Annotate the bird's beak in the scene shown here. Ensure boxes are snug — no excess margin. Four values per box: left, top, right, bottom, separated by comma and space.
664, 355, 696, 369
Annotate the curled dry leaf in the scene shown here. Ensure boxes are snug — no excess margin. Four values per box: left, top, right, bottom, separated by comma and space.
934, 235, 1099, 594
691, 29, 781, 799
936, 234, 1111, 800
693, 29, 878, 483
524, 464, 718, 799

*Task brief*
Please set down all of the records exactly.

*Exercise result*
Annotate the bird's beak in the scene shown here. Ensure boxes are snug — no excess margin. Four values per box: left, top, right, bottom, separated by comma and space.
664, 355, 696, 369
Annotate the curled dry leaf in the scene shown here. Ensure boxes are snug — no excess margin. Four values per box: left, top, right, bottom, separated by comma and space.
934, 235, 1099, 594
691, 29, 781, 799
936, 234, 1111, 800
693, 29, 878, 483
524, 464, 718, 799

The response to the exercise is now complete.